Source start

If ever I become a little blasé about the privilege of our permanent pitch at Highbury, providing a rare treat of a trip to the Home of Football for a youngster like Jamal is always the best remedy. It's extremely gratifying to witness the familiar floodlit scene with an innocent youngster's wide-eyed wonderment. I positively revel in this vicarious thrill which is guaranteed to revive many of my own goose-bump memories. It was therefore for this lad that I was most gutted on Sunday, as he missed out on the high-five festivities and the euphoria which would have resulted from a goal by the Gunners.
Few would have blinked if we had drawn up at Birmingham and beaten Fulham 3-0 at home. However obviously after such an amazing week of football, Sunday's game was always likely to be something of an anticlimax. With the other two contenders about to take points off one another it was hard not to be disappointed with this scoreless draw. Poor Jamal! The Arsenal have scored in 46 league encounters at Highbury since the last time we drew a blank at home to Boro all the way back in April 2001. So it was bound to happen again at some point but it was just maddening that it was Jamal's misfortune to fall victim to Murphy's Law.
It's hard to believe that an Arsenal side whose reputation was previously built on their obdurate ability to bore the points off any opponent, have managed a goal in every league game at Highbury for more than two and a half years.
I was originally attracted to the Gooner faith, rather than the doctrine of fancy Dan football espoused by our North London rivals, because there was something about the Gunners irrepressible resolve which rocked my cradle. I therefore grew up on a relatively dour diet of' 'boring, boring' Arsenal's distinctive brand of footie, where the result was the be all and end all and goals (plural!) a rare bonus. To be downhearted that we were deadlocked after such a supremely dominant display was dumbfounding evidence of how far removed Wenger's entertainers are from Bertie Mee's double winners.
Before the match the media queried whether the Fulham manager might adopt similar tactics to those which resulted in their shock triumph at Old Trafford. However Coleman proved he's a cute customer and that the Cottagers 4th place in the table is no fluke. Against Utd he realized that his team had to take the game to the home side if they were going to get any change out of the Champions. Whereas there was little surprise as far as I was concerned when he opted for a policy of containment on our narrow pitch.
The Sky TV execs might have frowned at the negative tactics which left poor Louis Saha ploughing a lonely furrow up front. Such unadventurous football is hardly likely to have their punters rushing to purchase pay-per-view season tickets. Yet having left Highbury with a precious away point, Coleman's ploy certainly proved correct as far as Fulham were concerned.

Source end

Please render this sentence from the Arsenal match column into Spanish: "Yet having left Highbury with a precious away point, Coleman's ploy certainly proved correct as far as Fulham were concerned."

Material start

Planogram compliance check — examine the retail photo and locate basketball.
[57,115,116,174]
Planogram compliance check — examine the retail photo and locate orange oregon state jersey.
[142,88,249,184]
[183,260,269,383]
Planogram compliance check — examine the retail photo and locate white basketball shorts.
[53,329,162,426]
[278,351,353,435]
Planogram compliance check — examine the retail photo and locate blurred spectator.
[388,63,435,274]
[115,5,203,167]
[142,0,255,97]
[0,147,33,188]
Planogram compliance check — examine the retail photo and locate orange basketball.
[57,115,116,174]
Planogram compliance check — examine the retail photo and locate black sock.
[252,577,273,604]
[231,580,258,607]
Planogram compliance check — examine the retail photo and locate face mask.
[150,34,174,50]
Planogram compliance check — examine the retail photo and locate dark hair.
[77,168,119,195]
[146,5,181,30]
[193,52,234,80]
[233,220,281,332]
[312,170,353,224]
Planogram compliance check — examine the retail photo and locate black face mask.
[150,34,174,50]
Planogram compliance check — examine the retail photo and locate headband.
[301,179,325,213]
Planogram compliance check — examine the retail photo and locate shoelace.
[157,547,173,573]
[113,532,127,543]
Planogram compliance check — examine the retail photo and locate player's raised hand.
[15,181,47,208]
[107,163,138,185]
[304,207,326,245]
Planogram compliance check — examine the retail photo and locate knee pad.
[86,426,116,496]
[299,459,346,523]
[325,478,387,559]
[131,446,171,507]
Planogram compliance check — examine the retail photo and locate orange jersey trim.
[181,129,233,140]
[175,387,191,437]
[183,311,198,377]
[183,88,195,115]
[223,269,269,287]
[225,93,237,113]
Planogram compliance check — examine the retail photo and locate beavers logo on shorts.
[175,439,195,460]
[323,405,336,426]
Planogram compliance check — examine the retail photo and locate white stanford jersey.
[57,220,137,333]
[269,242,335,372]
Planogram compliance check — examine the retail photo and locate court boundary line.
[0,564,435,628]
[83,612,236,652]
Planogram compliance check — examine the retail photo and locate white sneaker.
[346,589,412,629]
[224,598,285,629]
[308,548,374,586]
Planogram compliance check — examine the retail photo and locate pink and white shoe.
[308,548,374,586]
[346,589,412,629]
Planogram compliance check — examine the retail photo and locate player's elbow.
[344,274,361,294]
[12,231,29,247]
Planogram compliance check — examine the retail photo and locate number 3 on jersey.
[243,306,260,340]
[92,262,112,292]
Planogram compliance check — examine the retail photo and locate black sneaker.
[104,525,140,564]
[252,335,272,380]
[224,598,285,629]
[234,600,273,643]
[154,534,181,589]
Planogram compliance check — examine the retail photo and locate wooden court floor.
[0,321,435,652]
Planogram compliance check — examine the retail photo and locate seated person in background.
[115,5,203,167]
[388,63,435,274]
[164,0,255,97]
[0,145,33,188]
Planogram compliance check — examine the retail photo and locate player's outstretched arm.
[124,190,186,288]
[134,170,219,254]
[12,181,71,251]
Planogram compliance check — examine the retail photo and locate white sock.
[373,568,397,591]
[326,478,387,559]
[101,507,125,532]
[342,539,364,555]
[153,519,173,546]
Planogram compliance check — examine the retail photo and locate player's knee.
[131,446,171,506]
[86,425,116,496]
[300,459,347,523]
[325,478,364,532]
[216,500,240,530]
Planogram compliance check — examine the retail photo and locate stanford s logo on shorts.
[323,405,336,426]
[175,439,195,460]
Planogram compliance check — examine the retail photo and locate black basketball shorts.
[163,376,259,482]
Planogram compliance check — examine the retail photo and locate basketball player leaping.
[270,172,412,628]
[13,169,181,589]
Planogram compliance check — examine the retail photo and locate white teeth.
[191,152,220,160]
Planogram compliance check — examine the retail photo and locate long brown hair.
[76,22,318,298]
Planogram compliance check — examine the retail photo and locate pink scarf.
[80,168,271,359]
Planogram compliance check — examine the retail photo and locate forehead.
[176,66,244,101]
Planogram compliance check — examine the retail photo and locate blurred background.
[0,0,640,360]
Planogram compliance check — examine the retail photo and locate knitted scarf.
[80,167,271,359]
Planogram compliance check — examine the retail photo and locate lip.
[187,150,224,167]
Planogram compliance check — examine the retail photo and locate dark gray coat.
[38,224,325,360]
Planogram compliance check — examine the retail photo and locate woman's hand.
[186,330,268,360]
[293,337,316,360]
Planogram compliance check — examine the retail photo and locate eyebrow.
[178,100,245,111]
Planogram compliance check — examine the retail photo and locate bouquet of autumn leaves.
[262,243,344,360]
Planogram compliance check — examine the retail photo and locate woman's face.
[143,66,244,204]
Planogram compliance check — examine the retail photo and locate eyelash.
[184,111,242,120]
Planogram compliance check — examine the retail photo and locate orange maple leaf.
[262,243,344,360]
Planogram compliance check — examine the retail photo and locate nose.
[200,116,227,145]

Material end

**Written solution:**
Sin embargo, tras salir de Highbury con un valioso punto como visitante, la estrategia de Coleman resultó sin duda acertada en lo que respecta al Fulham.